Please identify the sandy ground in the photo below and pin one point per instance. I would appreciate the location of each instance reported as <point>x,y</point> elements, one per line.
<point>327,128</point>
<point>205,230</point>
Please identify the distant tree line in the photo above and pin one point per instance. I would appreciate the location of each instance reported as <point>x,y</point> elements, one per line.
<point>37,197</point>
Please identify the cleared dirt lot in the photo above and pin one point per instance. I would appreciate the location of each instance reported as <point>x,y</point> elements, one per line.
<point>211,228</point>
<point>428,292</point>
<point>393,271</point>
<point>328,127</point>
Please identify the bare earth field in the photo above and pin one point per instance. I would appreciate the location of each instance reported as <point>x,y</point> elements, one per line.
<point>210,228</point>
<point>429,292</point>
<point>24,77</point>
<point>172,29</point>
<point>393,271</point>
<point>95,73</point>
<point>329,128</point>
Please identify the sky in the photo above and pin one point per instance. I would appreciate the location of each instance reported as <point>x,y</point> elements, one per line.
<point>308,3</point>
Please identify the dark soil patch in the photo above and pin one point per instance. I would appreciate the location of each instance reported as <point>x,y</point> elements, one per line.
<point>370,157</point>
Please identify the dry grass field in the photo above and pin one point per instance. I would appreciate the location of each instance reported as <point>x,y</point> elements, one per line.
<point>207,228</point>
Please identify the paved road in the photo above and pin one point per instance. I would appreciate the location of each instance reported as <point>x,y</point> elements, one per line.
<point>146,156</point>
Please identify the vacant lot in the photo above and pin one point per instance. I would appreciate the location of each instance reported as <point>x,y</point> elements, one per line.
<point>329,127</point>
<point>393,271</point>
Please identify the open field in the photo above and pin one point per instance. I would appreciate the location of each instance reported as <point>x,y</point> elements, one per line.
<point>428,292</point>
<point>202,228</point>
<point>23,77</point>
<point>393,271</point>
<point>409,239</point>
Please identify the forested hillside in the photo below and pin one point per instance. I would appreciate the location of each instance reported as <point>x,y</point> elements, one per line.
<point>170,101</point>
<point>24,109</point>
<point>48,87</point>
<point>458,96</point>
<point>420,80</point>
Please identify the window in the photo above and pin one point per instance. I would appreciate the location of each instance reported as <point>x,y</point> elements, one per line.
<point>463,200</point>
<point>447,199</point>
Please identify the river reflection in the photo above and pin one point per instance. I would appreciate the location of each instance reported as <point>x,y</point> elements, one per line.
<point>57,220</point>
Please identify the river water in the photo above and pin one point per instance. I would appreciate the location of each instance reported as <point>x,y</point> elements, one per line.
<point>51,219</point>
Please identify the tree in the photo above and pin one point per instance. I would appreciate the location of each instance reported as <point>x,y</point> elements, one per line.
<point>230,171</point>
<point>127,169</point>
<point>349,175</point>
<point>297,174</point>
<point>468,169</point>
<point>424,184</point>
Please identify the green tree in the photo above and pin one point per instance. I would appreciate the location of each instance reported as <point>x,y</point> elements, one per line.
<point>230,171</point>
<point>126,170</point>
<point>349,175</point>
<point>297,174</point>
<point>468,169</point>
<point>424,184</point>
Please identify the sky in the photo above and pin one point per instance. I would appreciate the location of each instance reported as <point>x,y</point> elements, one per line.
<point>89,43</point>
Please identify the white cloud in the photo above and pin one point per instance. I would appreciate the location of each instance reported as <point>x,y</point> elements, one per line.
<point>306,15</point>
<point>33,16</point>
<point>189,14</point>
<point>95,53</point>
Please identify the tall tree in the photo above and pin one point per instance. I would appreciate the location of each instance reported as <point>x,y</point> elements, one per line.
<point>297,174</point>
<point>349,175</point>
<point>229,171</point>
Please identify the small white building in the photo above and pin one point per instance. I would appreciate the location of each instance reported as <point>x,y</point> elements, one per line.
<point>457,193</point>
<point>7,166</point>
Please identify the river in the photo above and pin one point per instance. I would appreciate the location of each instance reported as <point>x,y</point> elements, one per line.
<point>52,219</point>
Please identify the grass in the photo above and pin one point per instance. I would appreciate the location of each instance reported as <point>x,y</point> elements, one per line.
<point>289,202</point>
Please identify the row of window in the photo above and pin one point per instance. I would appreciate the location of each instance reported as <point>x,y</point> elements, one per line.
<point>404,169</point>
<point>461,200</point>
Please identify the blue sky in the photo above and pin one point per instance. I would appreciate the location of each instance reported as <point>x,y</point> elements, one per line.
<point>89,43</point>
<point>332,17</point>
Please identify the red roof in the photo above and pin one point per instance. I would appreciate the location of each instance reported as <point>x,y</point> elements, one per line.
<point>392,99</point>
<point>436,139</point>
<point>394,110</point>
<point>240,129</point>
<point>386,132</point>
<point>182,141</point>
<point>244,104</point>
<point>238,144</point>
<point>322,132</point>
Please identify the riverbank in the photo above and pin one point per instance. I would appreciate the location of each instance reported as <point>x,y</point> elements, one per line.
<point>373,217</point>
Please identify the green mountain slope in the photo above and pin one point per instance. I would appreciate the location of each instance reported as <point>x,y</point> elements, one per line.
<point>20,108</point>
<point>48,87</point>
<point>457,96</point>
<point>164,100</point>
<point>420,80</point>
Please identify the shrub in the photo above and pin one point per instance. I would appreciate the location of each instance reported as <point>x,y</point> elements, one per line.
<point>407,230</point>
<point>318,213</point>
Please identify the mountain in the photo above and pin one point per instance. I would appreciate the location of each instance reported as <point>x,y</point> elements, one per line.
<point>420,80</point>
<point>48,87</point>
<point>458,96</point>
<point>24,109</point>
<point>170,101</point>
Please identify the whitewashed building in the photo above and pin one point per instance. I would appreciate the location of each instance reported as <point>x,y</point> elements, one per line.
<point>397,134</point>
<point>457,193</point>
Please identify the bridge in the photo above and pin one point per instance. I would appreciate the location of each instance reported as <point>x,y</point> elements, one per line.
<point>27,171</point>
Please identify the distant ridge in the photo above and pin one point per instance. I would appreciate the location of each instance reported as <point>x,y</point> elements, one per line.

- What you have to do -
Turn all of the records above into a numbered list, one line per item, with blank lines left out.

- Exercise solution -
1. Please identify the sandy ground in the photo below and pin one point per instance. I would appreciate the location of each instance reported as <point>x,y</point> elements, one per line.
2. <point>327,128</point>
3. <point>205,230</point>
4. Please identify the distant tree line in the photo above and pin one point per instance. I would appreciate the location of each instance reported as <point>x,y</point> elements, one per line.
5. <point>37,197</point>
6. Please identify the cleared dirt lot in the photo above and pin one point per instance. I would appreciate the location of each instance reported as <point>x,y</point> elements, one per line.
7. <point>211,228</point>
8. <point>428,292</point>
9. <point>393,271</point>
10. <point>328,127</point>
11. Please identify the bare earth field in the photo above and pin one point per instance. I would appreciate the location of each instance reported as <point>x,y</point> elements, one per line.
12. <point>210,228</point>
13. <point>429,292</point>
14. <point>24,77</point>
15. <point>172,29</point>
16. <point>393,271</point>
17. <point>95,73</point>
18. <point>329,128</point>
19. Please identify the sky in the photo above and pin one point per instance. I would appreciate the location of each instance reported as <point>x,y</point> elements, one per line.
20. <point>308,3</point>
21. Please identify the dark soil patch in the photo above and pin one point per instance. I would appreciate the location of each instance reported as <point>x,y</point> elements, one per line.
22. <point>370,157</point>
23. Please identify the dry grass field in the photo above and pin one point per instance. I would appreciate the location of each instance reported as <point>x,y</point> elements, one per line.
24. <point>207,228</point>
25. Please identify the paved road in the photo above and pin one point per instance. I would appreciate the location of each instance reported as <point>x,y</point> elements, one per line.
26. <point>146,156</point>
27. Please identify the vacant lot in the photo above and pin one point per instance. I would appreciate the location of each instance reported as <point>x,y</point> elements, one per line.
28. <point>329,127</point>
29. <point>393,271</point>
30. Please identify the open field in the photo above and pin one point per instance. I would appreciate the location of each instance reported as <point>x,y</point> elements, one per line.
31. <point>428,292</point>
32. <point>202,228</point>
33. <point>23,77</point>
34. <point>393,271</point>
35. <point>409,239</point>
36. Please identify the forested hillside in the photo below and pin one point per instance. I would appreciate the location of each instance reported as <point>x,y</point> elements, one per line.
37. <point>170,101</point>
38. <point>24,109</point>
39. <point>48,87</point>
40. <point>458,96</point>
41. <point>420,80</point>
42. Please identify the window in the photo above and pin one point per instance. I would appreciate the location of each instance reported as <point>x,y</point> elements, one per line.
43. <point>463,200</point>
44. <point>447,199</point>
45. Please identify the river reflection in the photo above and pin one point per instance. I would appreciate the location of each instance reported as <point>x,y</point> elements, one per line.
46. <point>57,220</point>
47. Please identify the river water in the photo above and pin one point per instance. I would appreciate the location of each instance reported as <point>x,y</point> elements, one per line.
48. <point>51,219</point>
49. Please identify the tree in the photo above and pin one point per instance. I would appreciate the location of each instance reported as <point>x,y</point> elements, one per line.
50. <point>230,171</point>
51. <point>127,169</point>
52. <point>349,175</point>
53. <point>297,174</point>
54. <point>468,169</point>
55. <point>424,184</point>
56. Please identify the green tree in the photo above and pin one point per instance. I would appreciate the location of each instance reported as <point>x,y</point> elements, one per line.
57. <point>230,171</point>
58. <point>126,170</point>
59. <point>349,175</point>
60. <point>297,174</point>
61. <point>468,169</point>
62. <point>424,184</point>
63. Please identify the sky in the photo above and pin one point per instance. I would appreciate the location of each instance reported as <point>x,y</point> elements, one per line.
64. <point>89,43</point>
65. Please identify the white cloud in the photo above and pin one point per instance. I would appreciate the location of each instance reported as <point>x,y</point> elements, one per line.
66. <point>306,15</point>
67. <point>33,16</point>
68. <point>189,14</point>
69. <point>95,53</point>
70. Please identify the tall tree in the photo above and pin one point per instance. I would appreciate the location of each instance reported as <point>x,y</point> elements, one per line.
71. <point>297,174</point>
72. <point>349,175</point>
73. <point>229,171</point>
74. Please identify the small white building in the photo above and pin one point per instance. I would appreciate the location of each instance reported as <point>x,y</point> elements, one per line.
75. <point>457,193</point>
76. <point>7,166</point>
77. Please identify the river in the photo above and pin one point per instance. I would appreciate the location of each instance reported as <point>x,y</point> elements, one per line.
78. <point>52,219</point>
79. Please identify the grass in the photo above and pin one point per instance. I would appreciate the location of each instance reported as <point>x,y</point> elements, one per line.
80. <point>289,202</point>
81. Please identify the row of window in the photo above and pin one point per instance. I would appreciate the location of each instance reported as <point>x,y</point> elements, one per line.
82. <point>404,169</point>
83. <point>461,200</point>
84. Please identify the blue sky in the photo above and pin one point per instance. I would appreciate the location of each instance reported as <point>x,y</point> elements, one per line.
85. <point>89,43</point>
86. <point>332,17</point>
87. Please identify the red roof in the photo above and pin one point per instance. I would appreciate the location of each instance reported as <point>x,y</point> elements, one per line.
88. <point>392,99</point>
89. <point>436,139</point>
90. <point>394,110</point>
91. <point>240,129</point>
92. <point>386,132</point>
93. <point>182,141</point>
94. <point>244,104</point>
95. <point>238,144</point>
96. <point>322,132</point>
97. Please identify the riverbank in the photo above and pin one point per instance. I would appreciate the location of each instance reported as <point>x,y</point> elements, one per line.
98. <point>373,217</point>
99. Please identify the green mountain slope in the photo above and pin one point per instance. I would appreciate the location of each instance reported as <point>x,y</point> elements, one per line.
100. <point>20,108</point>
101. <point>48,87</point>
102. <point>457,96</point>
103. <point>164,100</point>
104. <point>420,80</point>
105. Please identify the shrub in the photo above and pin one point per instance. I would appreciate the location of each instance reported as <point>x,y</point> elements, one per line.
106. <point>407,230</point>
107. <point>318,213</point>
108. Please identify the mountain in the photo above and pin one point per instance. I would appreciate the location of each instance reported as <point>x,y</point> elements, one per line.
109. <point>420,80</point>
110. <point>48,87</point>
111. <point>458,96</point>
112. <point>24,109</point>
113. <point>170,101</point>
114. Please identify the whitewashed building in the photo above and pin one point per instance. I would appreciate the location of each instance reported as <point>x,y</point> elements, one per line.
115. <point>397,134</point>
116. <point>457,193</point>
117. Please identify the bridge in the photo above and pin one point per instance. I would appreciate the location of each instance reported as <point>x,y</point> elements, one per line.
118. <point>27,171</point>
119. Please identify the distant ridge in the photo above and pin one point per instance. I would appreciate the location of each instance reported as <point>x,y</point> elements, one per line.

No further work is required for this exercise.